[START]

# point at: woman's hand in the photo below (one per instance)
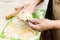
(41, 25)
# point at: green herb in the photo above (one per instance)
(35, 15)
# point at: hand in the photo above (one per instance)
(41, 25)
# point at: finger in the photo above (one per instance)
(35, 27)
(34, 21)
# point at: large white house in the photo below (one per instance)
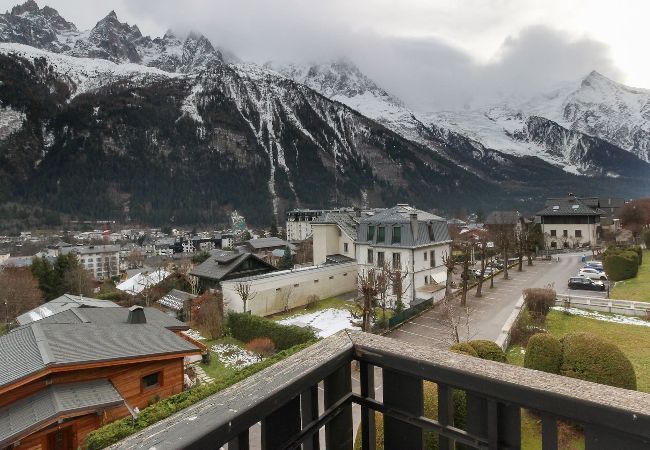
(102, 261)
(570, 222)
(409, 239)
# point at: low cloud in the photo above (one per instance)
(383, 38)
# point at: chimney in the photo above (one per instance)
(414, 225)
(136, 315)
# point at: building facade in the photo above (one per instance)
(570, 223)
(102, 261)
(72, 372)
(410, 240)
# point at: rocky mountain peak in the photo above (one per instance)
(30, 6)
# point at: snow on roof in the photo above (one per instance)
(141, 281)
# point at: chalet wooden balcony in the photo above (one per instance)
(284, 407)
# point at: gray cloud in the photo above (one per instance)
(427, 73)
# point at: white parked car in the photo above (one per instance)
(592, 273)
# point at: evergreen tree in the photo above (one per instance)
(286, 262)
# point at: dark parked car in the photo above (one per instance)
(586, 284)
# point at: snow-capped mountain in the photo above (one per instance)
(109, 39)
(552, 128)
(110, 123)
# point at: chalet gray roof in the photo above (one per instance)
(262, 243)
(91, 249)
(30, 413)
(348, 221)
(503, 218)
(221, 263)
(108, 317)
(34, 347)
(63, 303)
(428, 229)
(399, 214)
(175, 298)
(570, 206)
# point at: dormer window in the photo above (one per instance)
(371, 233)
(397, 235)
(381, 234)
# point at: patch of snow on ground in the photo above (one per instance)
(325, 322)
(142, 281)
(194, 335)
(10, 121)
(615, 318)
(234, 357)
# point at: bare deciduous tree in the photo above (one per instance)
(19, 292)
(244, 292)
(208, 313)
(367, 282)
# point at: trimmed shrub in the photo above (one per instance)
(247, 327)
(464, 348)
(115, 431)
(589, 357)
(430, 392)
(544, 352)
(488, 350)
(621, 265)
(538, 302)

[END]

Reproduce all of the data above word for word, leaving out the pictures.

# point at: woman's hand in the photo below (one per instance)
(41, 25)
# point at: green herb in the photo above (one per instance)
(35, 15)
# point at: hand in the photo above (one per instance)
(41, 25)
# point at: finger in the photo above (one per instance)
(35, 27)
(34, 21)
# point at: large white house in the photo below (one per instance)
(102, 261)
(570, 222)
(409, 239)
# point at: low cloud in the photo above (one per instance)
(383, 38)
# point at: chimney in the photo above (one per instance)
(414, 225)
(136, 315)
# point at: building facade in the photo above (one per instance)
(570, 223)
(102, 261)
(72, 372)
(410, 240)
# point at: rocky mountain peak in the photo above (one per instance)
(30, 6)
# point at: snow on roof in the photo above (one per instance)
(141, 281)
# point at: chalet wooden balcony in the photo above (one per instance)
(284, 407)
# point at: gray cloud in the photo above (one per instance)
(427, 73)
# point at: white parked car in the photo above (one per instance)
(592, 273)
# point at: evergreen tree in the photo above (one per instance)
(286, 262)
# point at: dark parked car in the photo above (one per instance)
(586, 284)
# point at: snow-capped mountain in the photo above (one per instance)
(109, 39)
(552, 128)
(110, 123)
# point at: chalet gray roof in the photo above (one per instance)
(262, 243)
(91, 249)
(30, 413)
(348, 221)
(503, 218)
(221, 263)
(108, 317)
(34, 347)
(63, 303)
(428, 229)
(399, 214)
(175, 298)
(570, 206)
# point at: dormer window in the photo above (one per instance)
(371, 233)
(397, 235)
(381, 234)
# point at: patch of snow on ground in the photo above (one per instance)
(325, 322)
(142, 281)
(194, 335)
(10, 121)
(615, 318)
(234, 357)
# point at: bare deciduous tree in the photo above (one per instance)
(19, 292)
(244, 292)
(208, 313)
(367, 282)
# point at: trimmed shrub in the photo above (one per instance)
(247, 327)
(464, 348)
(115, 431)
(589, 357)
(430, 392)
(544, 352)
(488, 350)
(621, 265)
(538, 302)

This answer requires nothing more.